Task to carry out: Return each line of the listing that contains the string "patch", treating uppercase and lowercase letters as different.

+++ Provided entries +++

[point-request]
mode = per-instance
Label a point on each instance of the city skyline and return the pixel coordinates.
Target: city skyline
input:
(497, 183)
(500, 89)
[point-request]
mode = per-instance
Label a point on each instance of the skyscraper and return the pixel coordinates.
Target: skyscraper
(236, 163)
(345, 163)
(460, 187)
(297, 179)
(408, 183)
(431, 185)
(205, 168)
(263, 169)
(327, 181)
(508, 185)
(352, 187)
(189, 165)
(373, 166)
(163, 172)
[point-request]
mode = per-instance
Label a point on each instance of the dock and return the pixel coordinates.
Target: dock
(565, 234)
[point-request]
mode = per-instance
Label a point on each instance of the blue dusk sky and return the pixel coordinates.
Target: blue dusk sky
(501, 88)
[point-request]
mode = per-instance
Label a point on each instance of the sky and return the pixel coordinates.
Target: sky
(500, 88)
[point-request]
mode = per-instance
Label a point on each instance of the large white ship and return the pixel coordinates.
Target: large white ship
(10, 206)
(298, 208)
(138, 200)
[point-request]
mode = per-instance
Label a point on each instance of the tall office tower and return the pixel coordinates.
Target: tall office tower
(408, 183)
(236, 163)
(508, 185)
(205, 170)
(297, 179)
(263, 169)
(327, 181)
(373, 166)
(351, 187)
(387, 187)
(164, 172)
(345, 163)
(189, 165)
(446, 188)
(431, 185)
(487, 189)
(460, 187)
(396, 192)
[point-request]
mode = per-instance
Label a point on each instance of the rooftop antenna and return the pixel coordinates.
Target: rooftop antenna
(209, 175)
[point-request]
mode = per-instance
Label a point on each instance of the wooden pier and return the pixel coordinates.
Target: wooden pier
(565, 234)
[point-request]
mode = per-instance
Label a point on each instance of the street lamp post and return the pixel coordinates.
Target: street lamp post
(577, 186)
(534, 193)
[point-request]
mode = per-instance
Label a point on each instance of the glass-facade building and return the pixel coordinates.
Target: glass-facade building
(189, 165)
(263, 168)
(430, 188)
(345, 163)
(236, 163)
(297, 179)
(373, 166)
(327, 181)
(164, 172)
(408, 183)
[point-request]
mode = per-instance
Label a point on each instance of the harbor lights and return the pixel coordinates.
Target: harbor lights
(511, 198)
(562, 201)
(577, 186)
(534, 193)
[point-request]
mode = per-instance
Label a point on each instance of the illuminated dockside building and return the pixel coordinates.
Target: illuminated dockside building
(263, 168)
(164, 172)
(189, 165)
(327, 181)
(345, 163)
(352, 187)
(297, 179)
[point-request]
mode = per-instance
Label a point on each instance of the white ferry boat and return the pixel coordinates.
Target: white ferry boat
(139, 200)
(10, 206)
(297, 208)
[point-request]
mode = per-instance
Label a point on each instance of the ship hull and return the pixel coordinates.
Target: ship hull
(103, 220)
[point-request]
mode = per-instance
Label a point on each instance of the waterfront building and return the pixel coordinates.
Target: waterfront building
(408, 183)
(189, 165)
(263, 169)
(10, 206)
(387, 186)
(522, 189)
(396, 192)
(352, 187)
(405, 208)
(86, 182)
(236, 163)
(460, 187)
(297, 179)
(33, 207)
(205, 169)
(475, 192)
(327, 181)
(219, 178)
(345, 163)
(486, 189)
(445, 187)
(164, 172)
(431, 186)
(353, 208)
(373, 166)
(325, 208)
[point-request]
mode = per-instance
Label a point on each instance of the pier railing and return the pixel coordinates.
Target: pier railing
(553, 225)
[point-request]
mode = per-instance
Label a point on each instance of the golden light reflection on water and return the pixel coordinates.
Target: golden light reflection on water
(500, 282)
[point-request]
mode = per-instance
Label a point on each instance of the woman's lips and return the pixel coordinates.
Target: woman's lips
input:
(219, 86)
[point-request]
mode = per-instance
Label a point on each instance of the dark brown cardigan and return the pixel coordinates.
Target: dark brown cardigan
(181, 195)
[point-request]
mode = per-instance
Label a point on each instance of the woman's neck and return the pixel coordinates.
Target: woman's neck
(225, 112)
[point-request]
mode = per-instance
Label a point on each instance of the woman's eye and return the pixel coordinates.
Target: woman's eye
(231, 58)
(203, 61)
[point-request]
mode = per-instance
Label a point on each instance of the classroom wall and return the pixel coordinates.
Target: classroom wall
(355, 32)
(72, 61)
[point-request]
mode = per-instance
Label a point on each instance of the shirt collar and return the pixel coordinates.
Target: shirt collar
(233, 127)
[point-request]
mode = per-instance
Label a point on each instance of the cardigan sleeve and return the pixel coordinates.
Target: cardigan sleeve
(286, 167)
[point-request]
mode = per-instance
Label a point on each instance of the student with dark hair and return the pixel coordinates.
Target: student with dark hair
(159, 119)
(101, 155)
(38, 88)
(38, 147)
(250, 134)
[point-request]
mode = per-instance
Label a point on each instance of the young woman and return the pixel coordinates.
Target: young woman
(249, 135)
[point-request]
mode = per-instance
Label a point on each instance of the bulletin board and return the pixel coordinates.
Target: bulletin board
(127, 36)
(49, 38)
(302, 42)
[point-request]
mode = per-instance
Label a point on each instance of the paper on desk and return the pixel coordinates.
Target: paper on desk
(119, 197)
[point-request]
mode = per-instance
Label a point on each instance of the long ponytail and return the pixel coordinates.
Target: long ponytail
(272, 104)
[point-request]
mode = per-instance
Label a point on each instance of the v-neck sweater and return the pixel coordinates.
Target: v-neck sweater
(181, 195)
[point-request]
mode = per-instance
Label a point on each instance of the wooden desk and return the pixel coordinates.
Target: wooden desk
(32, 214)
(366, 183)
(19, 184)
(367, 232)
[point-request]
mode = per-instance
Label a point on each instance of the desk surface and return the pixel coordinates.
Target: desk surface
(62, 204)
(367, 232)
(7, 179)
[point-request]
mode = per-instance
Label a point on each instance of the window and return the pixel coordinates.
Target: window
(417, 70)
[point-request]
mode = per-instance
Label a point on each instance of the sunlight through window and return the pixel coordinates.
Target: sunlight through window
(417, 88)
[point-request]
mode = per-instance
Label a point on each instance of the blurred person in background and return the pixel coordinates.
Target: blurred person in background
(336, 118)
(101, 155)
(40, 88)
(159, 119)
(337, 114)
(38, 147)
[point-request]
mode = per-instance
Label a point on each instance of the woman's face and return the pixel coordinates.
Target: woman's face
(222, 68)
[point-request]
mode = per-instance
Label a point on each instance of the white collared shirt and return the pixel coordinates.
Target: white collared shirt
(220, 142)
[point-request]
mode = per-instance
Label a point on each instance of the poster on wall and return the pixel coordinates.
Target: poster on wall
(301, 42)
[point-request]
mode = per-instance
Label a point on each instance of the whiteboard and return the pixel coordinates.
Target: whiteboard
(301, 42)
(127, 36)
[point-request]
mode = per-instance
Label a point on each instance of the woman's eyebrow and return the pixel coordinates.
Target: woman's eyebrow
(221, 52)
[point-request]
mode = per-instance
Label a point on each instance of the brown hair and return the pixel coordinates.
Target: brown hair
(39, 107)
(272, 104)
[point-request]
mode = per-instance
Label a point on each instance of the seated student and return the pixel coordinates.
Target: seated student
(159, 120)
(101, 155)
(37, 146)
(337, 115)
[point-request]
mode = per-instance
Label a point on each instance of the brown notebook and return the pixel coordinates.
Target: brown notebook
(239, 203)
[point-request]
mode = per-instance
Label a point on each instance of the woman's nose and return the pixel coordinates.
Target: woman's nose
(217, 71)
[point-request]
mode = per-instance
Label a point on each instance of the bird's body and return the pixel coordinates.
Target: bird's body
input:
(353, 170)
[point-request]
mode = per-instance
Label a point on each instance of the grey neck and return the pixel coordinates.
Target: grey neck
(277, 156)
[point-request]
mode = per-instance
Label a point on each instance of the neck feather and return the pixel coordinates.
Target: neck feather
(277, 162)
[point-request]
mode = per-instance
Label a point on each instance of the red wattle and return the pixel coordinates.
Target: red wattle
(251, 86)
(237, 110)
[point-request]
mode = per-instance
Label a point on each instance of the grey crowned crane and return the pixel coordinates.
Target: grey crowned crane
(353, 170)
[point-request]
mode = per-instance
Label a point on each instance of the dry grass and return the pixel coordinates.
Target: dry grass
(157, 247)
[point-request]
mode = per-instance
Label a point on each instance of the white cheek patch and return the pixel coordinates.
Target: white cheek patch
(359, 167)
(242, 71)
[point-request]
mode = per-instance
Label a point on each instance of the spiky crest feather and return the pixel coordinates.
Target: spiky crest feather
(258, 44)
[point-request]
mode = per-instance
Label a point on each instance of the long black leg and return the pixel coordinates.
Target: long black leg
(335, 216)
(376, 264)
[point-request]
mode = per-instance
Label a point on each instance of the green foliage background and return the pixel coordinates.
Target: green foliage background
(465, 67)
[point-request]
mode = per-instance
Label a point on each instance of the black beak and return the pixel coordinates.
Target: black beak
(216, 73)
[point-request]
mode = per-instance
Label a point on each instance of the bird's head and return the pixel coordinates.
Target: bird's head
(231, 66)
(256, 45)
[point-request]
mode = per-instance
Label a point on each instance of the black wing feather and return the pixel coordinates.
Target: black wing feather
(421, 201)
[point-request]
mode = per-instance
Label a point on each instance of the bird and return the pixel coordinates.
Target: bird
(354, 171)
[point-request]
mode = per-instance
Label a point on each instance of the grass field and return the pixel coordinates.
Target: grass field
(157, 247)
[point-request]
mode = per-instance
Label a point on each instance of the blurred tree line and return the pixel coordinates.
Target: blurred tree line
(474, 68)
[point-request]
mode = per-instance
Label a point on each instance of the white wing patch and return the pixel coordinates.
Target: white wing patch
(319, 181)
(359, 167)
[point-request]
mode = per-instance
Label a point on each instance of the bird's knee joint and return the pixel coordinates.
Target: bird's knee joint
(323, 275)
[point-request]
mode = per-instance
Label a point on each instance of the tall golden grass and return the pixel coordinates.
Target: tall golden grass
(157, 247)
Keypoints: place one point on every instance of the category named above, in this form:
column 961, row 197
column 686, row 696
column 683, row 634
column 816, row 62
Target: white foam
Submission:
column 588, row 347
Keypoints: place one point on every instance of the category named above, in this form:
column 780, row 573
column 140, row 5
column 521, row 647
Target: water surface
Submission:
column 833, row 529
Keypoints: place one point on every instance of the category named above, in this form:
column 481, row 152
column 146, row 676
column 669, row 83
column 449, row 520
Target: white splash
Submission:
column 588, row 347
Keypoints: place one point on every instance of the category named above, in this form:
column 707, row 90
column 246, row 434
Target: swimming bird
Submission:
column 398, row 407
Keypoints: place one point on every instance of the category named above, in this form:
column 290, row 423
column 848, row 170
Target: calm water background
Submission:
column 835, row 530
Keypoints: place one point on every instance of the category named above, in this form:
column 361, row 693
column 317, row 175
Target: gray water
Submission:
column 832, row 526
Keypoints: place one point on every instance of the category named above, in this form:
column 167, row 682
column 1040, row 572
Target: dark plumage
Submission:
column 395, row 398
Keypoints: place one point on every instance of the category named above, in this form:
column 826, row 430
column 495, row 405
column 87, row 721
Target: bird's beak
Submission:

+++

Task output:
Label a point on each instance of the white cheek patch and return the pixel coordinates.
Target: white cheek patch
Label a point on each instance of the white wing patch and return the pixel coordinates.
Target: white wing patch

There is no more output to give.